> [Text excerpt]
-----
Other states are also looking at TLR as a model as they fight for tort reform. In October, several members of the Civil Justice Associations in California and Colorado traveled to Texas and spent two days with TLR staff reviewing strategies that have proved effective here. TLR Speakers Bureau Director Beverly Kishpaugh provided our guests with detailed information on how to build and motivate a grassroots public information network that can be mobilized on short notice to communicate with lawmakers. TLR’s twelve years of battling for tort reform in Texas has given us valuable experience that tort reform organizations in other states are finding instructive.

TLR manned one of the most popular booths at the Texas State Republican Convention in San Antonio, which is one of the largest political gatherings in the nation. Over 10,000 people attended the three-day meeting, and TLR’s booth was a gathering place for persons interested in discussing lawsuit reform.

PAC FUNDRAISING ACTIVITY
Two well attended TLR PAC fundraisers were held in October. TLR CEO Dick Weekley and his wife, Meg, hosted a reception at their home in Houston and TLR Senior Chairman Leo Linbeck, Jr. and his wife, Betty, hosted a dinner following the reception. TLR political consultant Denis Calabrese gave an insightful review of today’s national political landscape. In Dallas, TLR PAC contributors attended a reception in the home of Dr. and Mrs. Ernest Beecherl, where they heard Wall Street Journal columnist John Fund praise TLR as the most effective civil justice reform organization in America; he also shared his interesting observations about American politics and government.

Speakers Bureau Gives an “Up Close and Personal” Connection To Texans for Lawsuit Reform

TLR has given over a thousand speeches to business and civic groups around the state since our founding in 1994, including over 150 in the past year. TLR Speakers Bureau Director, Beverly Kishpaugh, says that dozens of speeches have already been scheduled for 2007.

The TLR Speakers Bureau makes sure that every group in Texas that is interested in learning about lawsuit reform has a speaker for their organization. Dick Trabulsi, President of TLR, noted: “The Speakers Bureau is one of the great strengths of TLR because our speakers establish a personal connection between our organization and thousands of Texans every year. Because they are willing to travel many miles to deliver a speech, our speakers frequently take an entire day out of their busy lives to spread the word, sometimes finding themselves in remote areas of our state. Our Speakers are volunteers from around the state, members of our staff and consultant team, and TLR leaders themselves.”
-----
Pointing dataset records:
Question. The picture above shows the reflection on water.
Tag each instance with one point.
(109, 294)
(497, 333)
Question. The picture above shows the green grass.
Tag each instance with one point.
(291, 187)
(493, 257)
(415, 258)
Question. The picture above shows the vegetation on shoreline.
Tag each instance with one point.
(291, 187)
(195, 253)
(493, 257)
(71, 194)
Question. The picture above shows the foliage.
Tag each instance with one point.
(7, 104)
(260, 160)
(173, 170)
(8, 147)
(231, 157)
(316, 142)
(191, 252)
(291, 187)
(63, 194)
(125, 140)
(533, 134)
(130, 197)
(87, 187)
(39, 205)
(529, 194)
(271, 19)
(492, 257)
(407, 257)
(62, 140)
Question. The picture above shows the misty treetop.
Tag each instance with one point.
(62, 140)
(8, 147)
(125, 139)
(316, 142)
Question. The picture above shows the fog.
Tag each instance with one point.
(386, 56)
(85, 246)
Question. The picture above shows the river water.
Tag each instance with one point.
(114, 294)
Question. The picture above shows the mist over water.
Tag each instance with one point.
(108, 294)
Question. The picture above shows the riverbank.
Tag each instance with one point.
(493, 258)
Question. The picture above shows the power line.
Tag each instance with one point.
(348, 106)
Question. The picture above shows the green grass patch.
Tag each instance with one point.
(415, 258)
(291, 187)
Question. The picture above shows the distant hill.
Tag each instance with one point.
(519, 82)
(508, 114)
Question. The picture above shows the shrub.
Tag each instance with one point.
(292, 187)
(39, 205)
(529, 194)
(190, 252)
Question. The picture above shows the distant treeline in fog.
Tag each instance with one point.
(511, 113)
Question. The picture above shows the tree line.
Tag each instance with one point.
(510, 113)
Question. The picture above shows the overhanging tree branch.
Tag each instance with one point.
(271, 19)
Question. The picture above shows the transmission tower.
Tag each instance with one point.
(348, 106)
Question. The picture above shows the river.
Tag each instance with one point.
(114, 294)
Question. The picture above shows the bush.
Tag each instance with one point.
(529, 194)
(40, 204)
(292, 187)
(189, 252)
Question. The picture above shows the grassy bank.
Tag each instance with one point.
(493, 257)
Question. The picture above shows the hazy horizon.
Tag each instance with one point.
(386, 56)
-----
> [Exercise details] Please copy the tort reform text starting at "TLR has given" and ending at "scheduled for 2007.", swapping "speeches" for "talks". This material is separate from the tort reform text.

> [Exercise response]
TLR has given over a thousand talks to business and civic groups around the state since our founding in 1994, including over 150 in the past year. TLR Speakers Bureau Director, Beverly Kishpaugh, says that dozens of talks have already been scheduled for 2007.